- _Given text_:
Replies are listed 'Best First'.
Re: verifying serialized objects
by saucepan (Scribe) on Dec 22, 2000 at 08:54 UTC
    What kinds of problems are you worried about detecting? I/O errors? Data::Dumper doesn't seem to do any I/O, so you should be fine as long as you are careful to do the error checking yourself when writing to disk (remember that both close and print have return values; see Fatal.pm for a way to reduce the workload a bit).

    Storable's man page promises that it checks for I/O errors. I just checked this by creating a small RAM disk and running the following script:

    #!/usr/bin/perl use Storable; my @huge = ('aaaaa' .. 'azaaa'); my $result = undef; eval { $result = store \@huge, '/mnt/mfs/bigfile' }; $result = '(undef)' unless defined $result; print "Result:$result exception:$@\n";
    Sure enough, this displayed "Result:1" unless the RAM disk filled up, in which cases it displayed "Result:(undef)". (As an aside, the man page says store will die on "serious" errors, but I wasn't able to induce this even by forcibly unmounting the filesystem in mid-write... whatever these serious errors are, I hope I never see one! :)

    If you are really paranoid (or running NFS with UDP checksums disabled), you could always try thawing your data back into a second variable and then either doing your own deep comparison or letting Storable do it for you (look for the $Storable::canonical option in the Storable man page).

      I'm not really worried about the validity of the data, so much as I want an easy way to compare to objects without having to load them into memory. That is, I just want to look at a checksum of the object, and only load the object if the checksum says it has changed. That way I can avoid strain on the network and memory, unless it is merited.

- _Dataset section_:

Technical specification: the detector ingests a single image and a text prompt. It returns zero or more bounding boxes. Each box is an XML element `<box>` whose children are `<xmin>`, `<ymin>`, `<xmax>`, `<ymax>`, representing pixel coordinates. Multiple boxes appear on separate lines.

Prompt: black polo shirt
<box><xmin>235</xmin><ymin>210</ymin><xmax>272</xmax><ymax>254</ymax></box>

- _List of tasks_:
1. List every Perl module named in the thread about verifying serialized objects.
2. Carry on the thread about verifying serialized objects past its final sentence.
The data has no connection to the thread about verifying serialized objects.

- _Responses per task_:
1. Data::Dumper, Fatal.pm, Storable

2.
Re: verifying serialized objects
by Dominus (Parson) on Dec 22, 2000 at 09:04 UTC
    Says dshahin:
    > Won't the unordered way hashes are internally represented
    > potentially differ from NT to UNIX, or even from machine to machine?
    No.

    It might vary from version of Perl to version of Perl, and in fact it did change between 5.005 and 5.6. But it will not vary from machine to machine or OS to OS.

Re: verifying serialized objects
by Fastolfe (Vicar) on Dec 22, 2000 at 08:28 UTC
    As the data is binary, you shouldn't have to worry one iota about newlines, because you'll be treating it as binary data (use binmode on Win32). Don't try to read the file using <FH>; use sysread. In addition, this bit from the Storable documentation may be useful to you:
    You can also store data in network order to allow easy sharing across multiple platforms, or when storing on a socket known to be remotely connected. The routines to call have an initial n prefix for network, as in nstore and nstore_fd. At retrieval time, your data will be correctly restored so you don't have to know whether you're restoring from native or network ordered data. Double values are stored stringified to ensure portability as well, at the slight risk of loosing some precision in the last decimals.